§ **THE TASK**: Set out every line of the records below as a JSON list of strings, one string per line, leaving out blank lines and the pictures.

§ **Labeled contour records**:

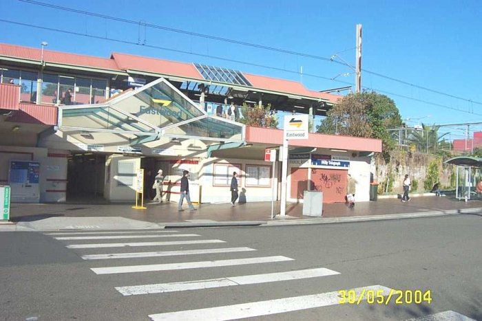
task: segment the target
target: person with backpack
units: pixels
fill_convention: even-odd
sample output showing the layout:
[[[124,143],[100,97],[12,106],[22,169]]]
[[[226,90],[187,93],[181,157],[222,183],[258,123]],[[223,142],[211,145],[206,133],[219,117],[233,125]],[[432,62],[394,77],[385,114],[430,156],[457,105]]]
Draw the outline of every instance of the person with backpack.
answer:
[[[179,198],[179,203],[178,203],[178,210],[179,211],[184,210],[182,210],[182,201],[184,201],[185,197],[187,201],[187,205],[189,206],[189,209],[191,210],[196,210],[192,203],[191,203],[191,197],[189,197],[189,181],[187,179],[189,177],[189,172],[188,170],[183,170],[182,178],[181,179],[180,197]]]
[[[233,172],[233,178],[231,179],[231,206],[234,206],[234,203],[238,199],[239,195],[238,194],[238,179],[236,178],[238,173]]]
[[[401,201],[403,201],[404,203],[410,201],[410,197],[408,197],[408,192],[411,189],[412,181],[410,181],[410,177],[408,177],[408,174],[406,174],[405,178],[404,179],[404,196],[401,197]]]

§ **ANSWER BELOW**:
[
  "task: segment the target",
  "target: person with backpack",
  "units: pixels",
  "fill_convention: even-odd",
  "sample output showing the layout:",
  "[[[124,143],[100,97],[12,106],[22,169]]]",
  "[[[226,90],[187,93],[181,157],[222,183],[258,123]],[[223,142],[211,145],[206,133],[219,117],[233,125]],[[432,62],[394,77],[385,114],[430,156],[457,105]]]",
  "Draw the outline of every instance of the person with backpack.",
  "answer:",
  "[[[179,198],[179,203],[178,203],[178,210],[179,211],[184,210],[182,210],[182,201],[184,201],[185,197],[187,201],[187,205],[189,206],[189,209],[191,210],[196,210],[192,203],[191,203],[191,197],[189,197],[189,181],[187,179],[189,177],[189,172],[188,170],[183,170],[182,178],[181,179],[180,197]]]",
  "[[[233,172],[233,178],[231,179],[231,206],[234,206],[234,203],[238,199],[239,195],[238,194],[238,179],[236,178],[238,173]]]",
  "[[[401,201],[403,201],[404,203],[410,201],[410,197],[408,197],[408,192],[411,189],[412,181],[410,181],[410,177],[408,177],[408,174],[406,174],[405,178],[404,179],[404,196],[401,197]]]"
]